抽出テキスト:
====================
ラスベガスでも日本でいうところの非常事態宣言のようなコロナ関連の規制が徐々に緩和されてきていることに伴い、続々と多くの飲食店が営業を再開。まだ「座席キャパシティの50%まで」という人数制限は残っているものの、「テイクアウトだけ」といった店はすでに少数派で、全体としてはほぼ平常時に近い営業になりつつある。
今週は、しばらくグルメ関連の情報を取り上げていなかったのと、以前から注目していたレストランが本格的に営業を再開したのでその店を紹介してみたい。
店の名前は鼎泰豊。英語表記では Din Tai Fung。言わずと知れた台湾がルーツの小籠包(しょうろんぽう)に特化した人気店だ。場所はアリアホテルのカジノフロア内。
====================
保存記録:
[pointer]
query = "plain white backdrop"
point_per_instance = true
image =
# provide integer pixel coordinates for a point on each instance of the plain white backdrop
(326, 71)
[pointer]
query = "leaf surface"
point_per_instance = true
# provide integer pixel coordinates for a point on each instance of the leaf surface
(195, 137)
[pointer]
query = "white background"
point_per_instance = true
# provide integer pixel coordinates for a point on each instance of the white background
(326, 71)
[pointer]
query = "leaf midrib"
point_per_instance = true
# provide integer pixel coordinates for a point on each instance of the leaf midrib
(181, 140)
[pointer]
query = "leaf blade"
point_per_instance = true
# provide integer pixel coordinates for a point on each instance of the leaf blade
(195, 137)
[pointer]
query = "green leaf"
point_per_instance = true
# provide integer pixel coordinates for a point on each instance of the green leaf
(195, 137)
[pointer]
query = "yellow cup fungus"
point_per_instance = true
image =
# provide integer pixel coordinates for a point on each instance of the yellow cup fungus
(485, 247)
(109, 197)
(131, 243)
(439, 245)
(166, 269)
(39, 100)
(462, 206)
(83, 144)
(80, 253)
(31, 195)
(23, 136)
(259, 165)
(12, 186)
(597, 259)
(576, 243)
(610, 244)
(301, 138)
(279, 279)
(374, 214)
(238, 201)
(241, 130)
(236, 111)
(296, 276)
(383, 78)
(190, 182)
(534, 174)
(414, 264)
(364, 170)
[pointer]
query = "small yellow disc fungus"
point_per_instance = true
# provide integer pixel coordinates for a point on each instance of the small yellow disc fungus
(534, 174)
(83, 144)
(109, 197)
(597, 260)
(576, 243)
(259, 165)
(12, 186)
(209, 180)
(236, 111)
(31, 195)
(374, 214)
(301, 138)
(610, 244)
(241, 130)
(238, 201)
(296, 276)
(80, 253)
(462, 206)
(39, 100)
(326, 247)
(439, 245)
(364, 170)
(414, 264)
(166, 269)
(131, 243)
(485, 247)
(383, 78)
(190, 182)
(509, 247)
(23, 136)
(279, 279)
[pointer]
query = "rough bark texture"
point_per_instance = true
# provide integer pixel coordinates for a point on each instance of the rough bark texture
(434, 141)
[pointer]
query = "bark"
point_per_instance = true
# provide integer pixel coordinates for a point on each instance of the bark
====================
課題 1: ラスベガスの飲食店の記事によると、鼎泰豊はどこにあるか。
課題 2: ラスベガスの飲食店の記事を最後の文から引き継ぎ、その続きを書きなさい。
エントリーは、ラスベガスの飲食店の記事とは別の資料である。

解答 1: アリアホテルのカジノフロア内にある。

解答 2:
昨年の10月、コロナで観光客がほとんどいない時期に静かに新規オープンしたものの、その後は厳しい人数制限を強いられ、「予約者のみ入店可」という条件でほそぼそと営業を継続。そしてこのたびやっと平常時に近い形での営業ができるようになったので今月こそが新規開業といった感じだ。
日本人が大好きな小籠包の店ということで紹介する機会をうかがっていたわけだが、よく考えたら今の時期はまだ日本から当地を訪れる観光客はほとんどいない。そもそもこのディンタイフォンは日本でも百貨店の高島屋とのタイアップで多店舗展開をしており日本の読者に紹介してもあまり意味はないし新鮮味もない。
ならば現在このサイトを閲覧してくれている読者の多くは在米の日本人と思われるので、そういった読者がベガスへ行く際に役立てて頂ければとの思いで書き始めたが、ディンタイフォンはアメリカにも存在している。
というわけで、どういった読者を想定してこの店を紹介すべきなのか悩むところではあるが、とりあえず取材に行ってしまったので現状をそのままレポートしてみたい。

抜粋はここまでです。